◆ Records for the exercise

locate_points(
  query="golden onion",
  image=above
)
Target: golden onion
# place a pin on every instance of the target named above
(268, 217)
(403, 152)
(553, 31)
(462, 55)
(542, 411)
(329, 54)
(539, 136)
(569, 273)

◆ Objective
Reproduce each of the items above line for line, without altering any character.

◆ Exercise output
locate_points(
  query="golden onion",
  image=above
)
Target: golden onion
# place a pin on every instance of the target named above
(268, 217)
(403, 152)
(553, 31)
(462, 55)
(542, 411)
(329, 54)
(539, 136)
(569, 273)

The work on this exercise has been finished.